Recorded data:
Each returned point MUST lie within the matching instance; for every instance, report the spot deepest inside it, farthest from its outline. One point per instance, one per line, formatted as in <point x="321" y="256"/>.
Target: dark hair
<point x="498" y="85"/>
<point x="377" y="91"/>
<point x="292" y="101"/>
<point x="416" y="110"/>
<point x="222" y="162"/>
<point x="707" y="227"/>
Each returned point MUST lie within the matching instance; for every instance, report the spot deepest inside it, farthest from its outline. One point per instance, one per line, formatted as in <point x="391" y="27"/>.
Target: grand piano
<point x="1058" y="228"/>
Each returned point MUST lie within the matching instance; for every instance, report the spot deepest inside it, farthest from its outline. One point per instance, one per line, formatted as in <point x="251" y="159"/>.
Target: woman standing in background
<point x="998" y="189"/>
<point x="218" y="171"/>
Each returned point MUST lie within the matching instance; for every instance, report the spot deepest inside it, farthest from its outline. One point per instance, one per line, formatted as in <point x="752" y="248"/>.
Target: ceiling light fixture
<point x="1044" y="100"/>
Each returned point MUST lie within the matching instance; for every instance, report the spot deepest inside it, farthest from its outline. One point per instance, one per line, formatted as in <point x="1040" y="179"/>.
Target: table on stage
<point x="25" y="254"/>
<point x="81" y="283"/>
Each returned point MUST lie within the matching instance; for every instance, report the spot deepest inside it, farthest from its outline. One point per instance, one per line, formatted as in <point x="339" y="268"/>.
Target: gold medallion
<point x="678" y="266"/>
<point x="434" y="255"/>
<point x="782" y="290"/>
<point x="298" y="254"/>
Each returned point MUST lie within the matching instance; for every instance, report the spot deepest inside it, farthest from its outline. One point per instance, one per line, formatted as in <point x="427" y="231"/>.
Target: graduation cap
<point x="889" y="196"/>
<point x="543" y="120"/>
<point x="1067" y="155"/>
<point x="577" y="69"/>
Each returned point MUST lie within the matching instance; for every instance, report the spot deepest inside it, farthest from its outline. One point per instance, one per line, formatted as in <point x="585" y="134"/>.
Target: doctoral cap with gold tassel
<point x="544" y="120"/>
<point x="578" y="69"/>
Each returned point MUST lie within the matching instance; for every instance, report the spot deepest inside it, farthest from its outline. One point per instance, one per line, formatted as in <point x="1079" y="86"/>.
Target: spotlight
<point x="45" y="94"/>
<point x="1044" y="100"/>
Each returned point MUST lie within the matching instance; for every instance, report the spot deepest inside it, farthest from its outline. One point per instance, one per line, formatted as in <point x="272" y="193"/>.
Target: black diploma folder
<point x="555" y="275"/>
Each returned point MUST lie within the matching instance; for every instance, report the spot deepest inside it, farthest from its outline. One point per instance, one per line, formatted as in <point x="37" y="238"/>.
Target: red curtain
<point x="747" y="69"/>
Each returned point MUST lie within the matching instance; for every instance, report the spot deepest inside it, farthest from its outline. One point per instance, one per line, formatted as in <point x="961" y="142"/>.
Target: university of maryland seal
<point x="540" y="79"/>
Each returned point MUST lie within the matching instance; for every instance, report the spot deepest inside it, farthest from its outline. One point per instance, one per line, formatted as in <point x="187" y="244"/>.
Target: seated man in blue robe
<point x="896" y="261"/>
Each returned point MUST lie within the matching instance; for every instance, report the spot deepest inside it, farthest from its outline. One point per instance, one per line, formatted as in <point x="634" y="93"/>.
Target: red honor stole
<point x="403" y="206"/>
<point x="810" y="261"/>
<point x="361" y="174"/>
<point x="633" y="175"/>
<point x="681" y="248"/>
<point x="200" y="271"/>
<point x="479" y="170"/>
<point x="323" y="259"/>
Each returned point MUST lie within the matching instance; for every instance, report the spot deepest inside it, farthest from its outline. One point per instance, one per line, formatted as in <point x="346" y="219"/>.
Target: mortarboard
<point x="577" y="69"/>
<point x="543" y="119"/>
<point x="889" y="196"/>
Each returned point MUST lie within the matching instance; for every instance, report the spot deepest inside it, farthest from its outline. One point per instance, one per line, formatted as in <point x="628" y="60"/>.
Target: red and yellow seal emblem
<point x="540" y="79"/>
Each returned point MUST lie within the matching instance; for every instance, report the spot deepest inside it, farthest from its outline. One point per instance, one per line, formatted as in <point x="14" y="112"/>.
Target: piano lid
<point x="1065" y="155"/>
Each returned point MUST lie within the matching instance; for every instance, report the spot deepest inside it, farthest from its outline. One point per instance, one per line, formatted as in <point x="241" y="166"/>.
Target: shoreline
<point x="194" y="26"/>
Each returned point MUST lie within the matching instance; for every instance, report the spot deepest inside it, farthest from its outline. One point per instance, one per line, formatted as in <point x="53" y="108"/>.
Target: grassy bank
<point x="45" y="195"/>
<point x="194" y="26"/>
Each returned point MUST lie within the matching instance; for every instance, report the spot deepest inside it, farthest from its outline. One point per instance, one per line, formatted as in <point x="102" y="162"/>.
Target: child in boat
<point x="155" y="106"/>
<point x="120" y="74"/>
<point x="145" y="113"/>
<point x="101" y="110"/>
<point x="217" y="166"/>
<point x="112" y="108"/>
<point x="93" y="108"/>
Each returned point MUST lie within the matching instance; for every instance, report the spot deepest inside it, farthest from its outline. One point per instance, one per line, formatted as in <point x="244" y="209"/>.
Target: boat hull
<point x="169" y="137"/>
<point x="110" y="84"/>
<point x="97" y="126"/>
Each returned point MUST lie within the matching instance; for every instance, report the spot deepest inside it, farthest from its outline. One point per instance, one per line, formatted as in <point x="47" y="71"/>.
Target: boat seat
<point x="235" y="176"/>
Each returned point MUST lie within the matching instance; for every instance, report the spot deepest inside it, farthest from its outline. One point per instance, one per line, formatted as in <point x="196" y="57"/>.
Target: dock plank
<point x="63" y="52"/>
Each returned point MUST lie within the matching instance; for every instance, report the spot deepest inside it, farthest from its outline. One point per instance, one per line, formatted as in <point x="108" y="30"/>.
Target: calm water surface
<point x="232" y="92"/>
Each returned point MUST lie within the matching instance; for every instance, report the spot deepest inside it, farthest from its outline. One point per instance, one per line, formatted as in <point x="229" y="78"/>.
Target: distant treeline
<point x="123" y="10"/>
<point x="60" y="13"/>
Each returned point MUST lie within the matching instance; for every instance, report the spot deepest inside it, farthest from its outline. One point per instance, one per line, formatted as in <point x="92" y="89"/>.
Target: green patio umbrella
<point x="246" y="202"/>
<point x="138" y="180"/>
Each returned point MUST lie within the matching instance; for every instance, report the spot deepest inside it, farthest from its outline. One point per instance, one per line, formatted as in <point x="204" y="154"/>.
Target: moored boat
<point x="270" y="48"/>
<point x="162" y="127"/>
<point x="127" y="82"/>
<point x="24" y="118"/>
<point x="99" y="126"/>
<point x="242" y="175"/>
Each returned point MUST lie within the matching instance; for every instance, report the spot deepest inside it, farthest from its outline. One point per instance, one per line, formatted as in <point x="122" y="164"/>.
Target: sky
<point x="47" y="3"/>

WORK INSTRUCTIONS ▸
Nothing in the records may be left out; transcribe all of them exactly.

ANSWER TO THIS PROBLEM ▸
Each returned point MUST lie within the matching instance; for every instance, report the spot deepest inside it, farthest from its outline. One point per instance, one per line, formatted as in <point x="321" y="256"/>.
Target: dark hair
<point x="498" y="85"/>
<point x="377" y="91"/>
<point x="292" y="101"/>
<point x="416" y="110"/>
<point x="222" y="162"/>
<point x="707" y="227"/>
Each returned point MUST lie within the matching instance; for every instance, report the spot deepest inside it, farthest from its outline. One point per instance, one per line, formatted as in <point x="391" y="27"/>.
Target: grand piano
<point x="1058" y="228"/>
Each returned point MUST lie within the matching instance; for every instance, report the spot deepest inside it, farthest from its outline. One point per instance, one per line, formatted as in <point x="251" y="159"/>.
Target: woman standing in background
<point x="998" y="189"/>
<point x="218" y="171"/>
Each returned point MUST lie within the matching instance; for every instance, report the spot deepest inside it, farthest from its outline. One point per instance, one per line, formatted as in <point x="752" y="248"/>.
Target: ceiling light fixture
<point x="1044" y="100"/>
Each returned point MUST lie within the matching instance; for every instance, report the spot deepest inside it, farthest from its outline. One point per instance, one per line, formatted as in <point x="1040" y="179"/>.
Target: table on stage
<point x="25" y="254"/>
<point x="81" y="283"/>
Each returned point MUST lie within the matching instance; for every instance, report the spot deepest inside it, farthest from its outline. One point per instance, one per line, formatted as in <point x="339" y="268"/>.
Target: gold medallion
<point x="678" y="266"/>
<point x="434" y="255"/>
<point x="782" y="290"/>
<point x="298" y="254"/>
Each returned point MUST lie within the matching instance; for every instance, report the spot deepest inside it, farthest from its outline. One point per instance, one per line, formatted as in <point x="427" y="231"/>.
Target: graduation cap
<point x="889" y="196"/>
<point x="543" y="120"/>
<point x="1067" y="155"/>
<point x="577" y="69"/>
Each returned point MUST lie within the matching instance; for every instance, report the spot deepest inside it, farthest from its outline. One point per instance, one per line, formatted as in <point x="585" y="134"/>.
Target: doctoral cap with gold tassel
<point x="544" y="120"/>
<point x="578" y="69"/>
Each returned point MUST lie within the matching instance; for every instance, report the spot deepest inside it, farthest from its outline. One point per instance, one per line, formatted as in <point x="1079" y="86"/>.
Target: spotlight
<point x="45" y="94"/>
<point x="1044" y="100"/>
Each returned point MUST lie within the matching instance; for every instance, report the spot deepest inside it, farthest from its outline. One point per instance, one per line, formatted as in <point x="272" y="193"/>.
Target: black diploma folder
<point x="555" y="275"/>
Each returned point MUST lie within the matching instance; for every instance, report the spot deepest inside it, farthest from its outline. One point per instance, one per line, formatted as in <point x="37" y="238"/>.
Target: red curtain
<point x="747" y="69"/>
Each returned point MUST lie within the matching instance; for every instance, report the spot deepest inside it, farthest from its outline. One point per instance, one per line, formatted as in <point x="961" y="142"/>.
Target: university of maryland seal
<point x="540" y="79"/>
Each returned point MUST lie within the matching instance; for every instance, report the spot deepest inside it, farthest from its outline. One point per instance, one per line, formatted as in <point x="187" y="244"/>.
Target: seated man in blue robe
<point x="896" y="261"/>
Each returned point MUST lie within the matching instance; for every instance, report the spot deepest inside it, farthest from its outline. One point per instance, one per line, formatted as in <point x="634" y="93"/>.
Target: red honor stole
<point x="403" y="206"/>
<point x="810" y="261"/>
<point x="361" y="174"/>
<point x="633" y="175"/>
<point x="681" y="248"/>
<point x="200" y="271"/>
<point x="479" y="170"/>
<point x="323" y="259"/>
Each returned point MUST lie within the matching instance; for every instance, report the spot deepest inside it, farthest from its outline. One point per instance, one per line, formatted as in <point x="346" y="219"/>.
Target: mortarboard
<point x="577" y="69"/>
<point x="543" y="119"/>
<point x="889" y="196"/>
Each returned point MUST lie within the matching instance; for every instance, report the spot deepest inside it, farthest from its outline. One point per instance, one per line, formatted as in <point x="628" y="60"/>.
Target: red and yellow seal emblem
<point x="540" y="79"/>
Each returned point MUST lie within the matching instance; for every instance, report the spot deepest inside it, farthest from its outline. One point per instance, one per line, formatted as in <point x="14" y="112"/>.
Target: piano lid
<point x="1065" y="155"/>
Each returned point MUST lie within the matching instance; for every instance, report the spot deepest inside it, farthest from its outline. One point per instance, one per line, formatted as in <point x="241" y="166"/>.
Target: shoreline
<point x="194" y="26"/>
Each returned point MUST lie within the matching instance; for every instance, report the spot deepest inside it, farthest from its outline. One point per instance, one per line, formatted as in <point x="53" y="108"/>.
Target: grassy bank
<point x="45" y="195"/>
<point x="194" y="26"/>
Each returned point MUST lie within the matching instance; for every instance, report the spot deepest inside it, farthest from its outline. One point per instance, one per line, formatted as in <point x="102" y="162"/>.
Target: child in boat
<point x="155" y="106"/>
<point x="120" y="74"/>
<point x="145" y="113"/>
<point x="101" y="110"/>
<point x="217" y="166"/>
<point x="112" y="108"/>
<point x="93" y="108"/>
Each returned point MUST lie within the matching instance; for every instance, report the spot deepest inside it, farthest from its outline. One point per instance, one per line, formatted as in <point x="244" y="209"/>.
Target: boat hull
<point x="169" y="137"/>
<point x="110" y="84"/>
<point x="97" y="126"/>
Each returned point MUST lie within the matching instance; for every instance, report the spot deepest inside it, farthest from its outline. One point per instance, one per line, formatted as in <point x="47" y="71"/>.
Target: boat seat
<point x="235" y="176"/>
Each returned point MUST lie within the matching instance; for every instance, report the spot deepest inside it, farthest from its outline. One point per instance, one per line, formatted as in <point x="196" y="57"/>.
Target: dock plank
<point x="63" y="52"/>
Each returned point MUST lie within the matching instance; for every instance, report the spot deepest inside it, farthest from its outline. One point per instance, one per line, formatted as in <point x="108" y="30"/>.
Target: calm water surface
<point x="232" y="92"/>
Each returned point MUST lie within the matching instance; for every instance, report the spot deepest inside it, farthest from its outline. One point per instance, one per line, formatted as in <point x="229" y="78"/>.
Target: distant treeline
<point x="123" y="10"/>
<point x="60" y="13"/>
Each returned point MUST lie within the matching instance; for every instance, report the spot deepest inside it, farthest from its outline. One point per instance, one per line, formatted as in <point x="92" y="89"/>.
Target: green patio umbrella
<point x="246" y="202"/>
<point x="138" y="180"/>
Each returned point MUST lie within the matching instance; for every instance, report the spot deepest inside it, farthest from its outline. One point per instance, one per line, formatted as in <point x="204" y="154"/>.
Target: moored boat
<point x="270" y="48"/>
<point x="162" y="127"/>
<point x="127" y="82"/>
<point x="24" y="118"/>
<point x="99" y="126"/>
<point x="242" y="175"/>
Each returned point MUST lie within the matching instance; for every instance, report the spot deepest inside it, farthest from its outline. One point per instance, one per line, formatted as in <point x="122" y="164"/>.
Target: sky
<point x="47" y="3"/>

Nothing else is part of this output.